Afin de donner vie à cette exposition, François Olislaeger s’appuie sur l’aide d’étudiants en arts plastiques de l’Université Picardie Jules Verne : Oriane Limousin, Balsem Jeridi, Mustafa Aslan, et Edouard Sautai. Treize artistes sont exposés, comme Pierrette Bloch, Anne-Marie Schneider, François Morellet, Vassiliki Tsekoura, ou encore Olivier Debré, ainsi que des œuvres de François Olislaeger.
Au sein d’une émulation créative de plusieurs générations d’artistes, quelle histoire de l’art inventer et écrire ensemble ? De quelle manière François Olislaeger revisite-t-il l’Histoire de l’histoire de l’art sous le prisme de l’art contemporain et de la bande dessinée ?
Une collaboration scénographique entre propos scientifique et propos artistique
L’exposition se compose de quatre axes déterminés par quatre notions : l’espace, le support, le geste et la main, présentés par quatre cubes. Les notions ont été fixées par l’historienne de l’art Cécile Debray, et les œuvres sélectionnées par l’artiste François Olislaeger. De quelle manière ? Selon l’historienne de l’art, ce qui fait une œuvre est l’espace dans lequel on crée, une grotte aussi bien qu’un atelier. Le support, tel qu’une feuille ou une toile. Le geste, celui de créer, de chanter, de danser, en bref, de se mettre en mouvement. La main, qui permet au geste de s’accomplir, de déposer une trace sur le support, de signifier, de communiquer. Afin d’illustrer ce propos scientifique, François Olislaeger sélectionne de manière instinctive, dans les réserves du FRAC Picardie, des œuvres faisant écho aux concepts énoncés par Cécile Debray comme des mains, des œuvres parlant d’espace, ayant un langage proche de la narration d’une bande dessinée, questionnant le geste de faire.
Vue d’un cube ouvert où se déploie un monde intérieur et où se rencontrent diverses références d’Histoire de l’art sous format miniature, Ces petits objets n’étaient nullement nécessaires à la survie matérielle du groupe, FRAC Picardie, Amiens, ©S.B.
Un travail de réflexion est conduit en amont, prenant en compte l’espace d’exposition. En partant de maquettes de cubes d’un mètre par un mètre, de quelle manière le visiteur pourrait-il déambuler entre ces formes ? Dans la salle d’exposition se trouvent des cubes ouverts, fermés, et dépliés. Cubes ouverts comme un white cube (type d’espace d’exposition répandu dans les années 70), cubes fermés comme réserves d’un musée, espace que le visiteur n’est pas amené à rencontrer, et cubes dépliés comme espace de travail, atelier de dessinateur. Sur une table-cube dépliée, les œuvres cohabitent, à travers différentes périodes de l’histoire artistique que l’artiste abolit en les exposant côte à côte, sur un même espace. Cette table horizontale rompt avec la verticalité des murs et casse l’idée de présenter, d’observer, des œuvres accrochées au mur.
Vue d’un cube déplié formant une table où s’inscrivent des œuvres de papier et encre de chine, Ces petits objets n’étaient nullement nécessaires à la survie matérielle du groupe, FRAC Picardie, Amiens, ©S.B.
La bande dessinée : un art de raconter des histoires
« Pour moi, le dessin c’est un trait noir sur une feuille blanche. »

● ● ● ● ● ● ●

Comment résumer en deux phrases le texte ci-dessus consacré à l'exposition ?

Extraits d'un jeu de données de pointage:
● ● ● ● ● ● ●

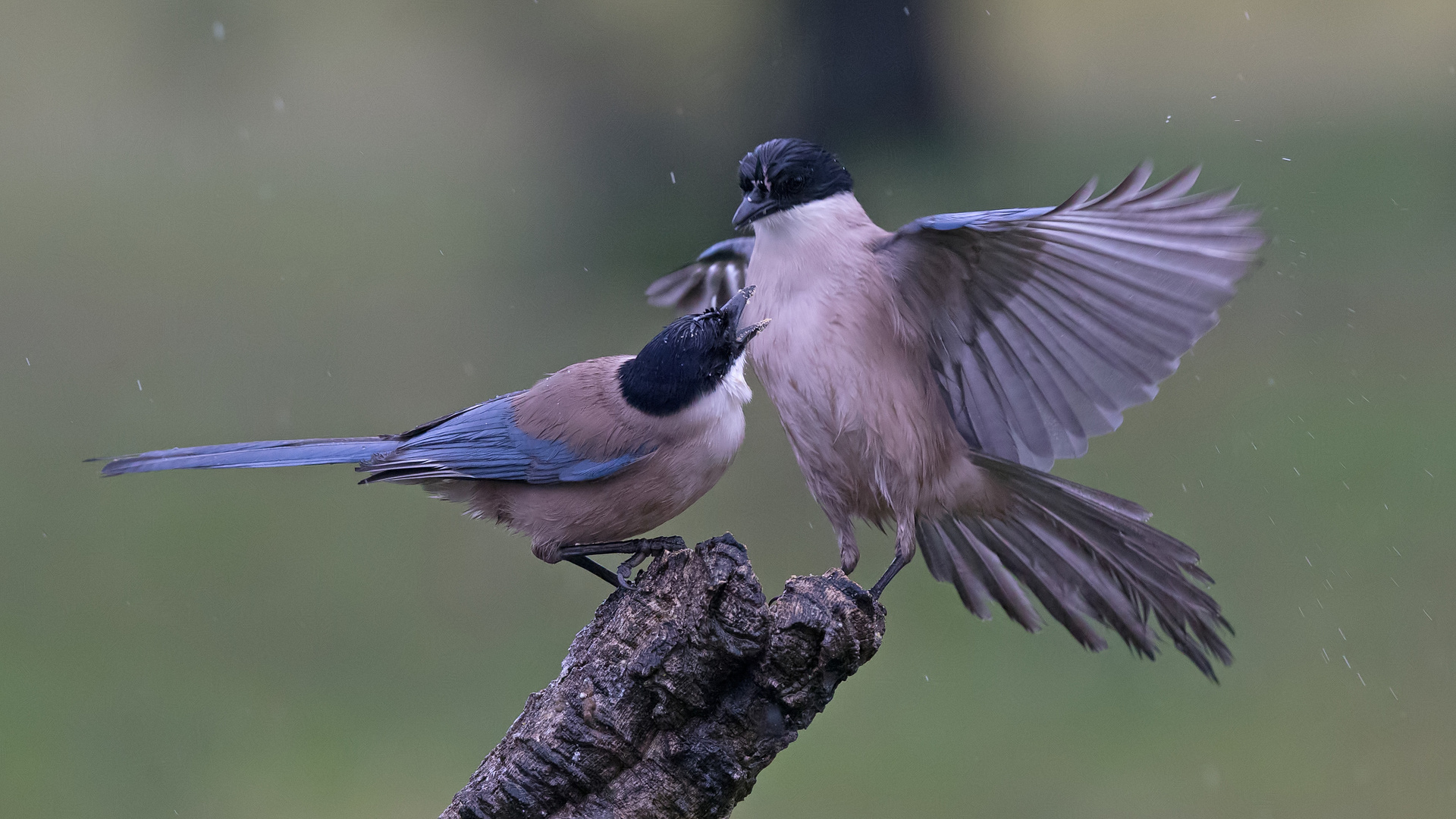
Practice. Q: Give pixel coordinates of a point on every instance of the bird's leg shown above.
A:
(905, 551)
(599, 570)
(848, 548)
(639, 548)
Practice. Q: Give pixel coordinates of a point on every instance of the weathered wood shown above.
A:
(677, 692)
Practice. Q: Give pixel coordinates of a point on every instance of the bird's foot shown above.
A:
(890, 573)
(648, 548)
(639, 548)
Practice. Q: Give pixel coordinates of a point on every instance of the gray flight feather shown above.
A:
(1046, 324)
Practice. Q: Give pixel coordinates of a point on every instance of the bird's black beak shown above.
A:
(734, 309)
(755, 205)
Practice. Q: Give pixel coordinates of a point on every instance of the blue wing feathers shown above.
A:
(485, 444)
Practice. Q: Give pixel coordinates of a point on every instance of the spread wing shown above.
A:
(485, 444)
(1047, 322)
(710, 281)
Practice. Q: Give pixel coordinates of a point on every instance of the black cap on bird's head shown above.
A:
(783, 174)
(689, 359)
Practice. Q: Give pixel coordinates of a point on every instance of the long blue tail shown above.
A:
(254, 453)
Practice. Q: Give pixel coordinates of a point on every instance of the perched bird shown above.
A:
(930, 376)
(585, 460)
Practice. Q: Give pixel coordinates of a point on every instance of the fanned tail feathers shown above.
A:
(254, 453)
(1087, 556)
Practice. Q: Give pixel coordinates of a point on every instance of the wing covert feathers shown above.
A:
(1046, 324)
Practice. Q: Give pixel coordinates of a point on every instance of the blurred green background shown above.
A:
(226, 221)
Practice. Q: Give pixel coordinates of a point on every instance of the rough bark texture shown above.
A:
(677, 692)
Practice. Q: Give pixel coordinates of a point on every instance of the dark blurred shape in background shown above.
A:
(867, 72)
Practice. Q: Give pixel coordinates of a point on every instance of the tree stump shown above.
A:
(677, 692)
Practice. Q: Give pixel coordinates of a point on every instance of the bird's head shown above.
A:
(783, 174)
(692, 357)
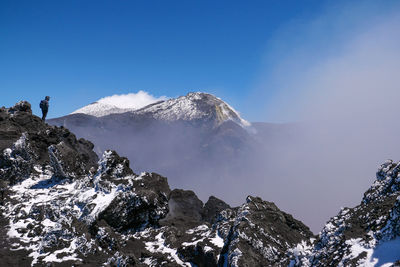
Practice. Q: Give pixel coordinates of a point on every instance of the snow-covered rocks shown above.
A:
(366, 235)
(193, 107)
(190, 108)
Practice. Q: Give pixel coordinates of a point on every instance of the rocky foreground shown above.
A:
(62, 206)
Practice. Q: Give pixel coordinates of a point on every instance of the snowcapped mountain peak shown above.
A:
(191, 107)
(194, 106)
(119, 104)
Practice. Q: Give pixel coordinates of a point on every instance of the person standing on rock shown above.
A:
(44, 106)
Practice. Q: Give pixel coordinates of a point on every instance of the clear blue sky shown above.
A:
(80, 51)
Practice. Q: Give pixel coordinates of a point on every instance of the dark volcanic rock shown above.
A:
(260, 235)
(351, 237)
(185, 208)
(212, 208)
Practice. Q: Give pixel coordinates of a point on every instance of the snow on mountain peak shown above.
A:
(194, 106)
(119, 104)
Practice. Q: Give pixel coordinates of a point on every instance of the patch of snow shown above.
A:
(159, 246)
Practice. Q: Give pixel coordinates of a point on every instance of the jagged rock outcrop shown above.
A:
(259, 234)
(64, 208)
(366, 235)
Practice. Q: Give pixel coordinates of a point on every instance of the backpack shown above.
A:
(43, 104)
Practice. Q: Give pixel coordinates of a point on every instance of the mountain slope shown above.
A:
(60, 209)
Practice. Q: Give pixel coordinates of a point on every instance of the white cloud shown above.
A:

● ● ● ● ● ● ●

CORRIGÉ: Avec l'aide d'étudiants en arts plastiques de l'Université Picardie Jules Verne, François Olislaeger expose treize artistes ainsi que ses propres œuvres. Les œuvres qu'il a choisies dans les réserves du FRAC Picardie illustrent quatre notions fixées par l'historienne de l'art Cécile Debray (l'espace, le support, le geste et la main), présentées par des cubes ouverts, fermés et dépliés dans la salle d'exposition.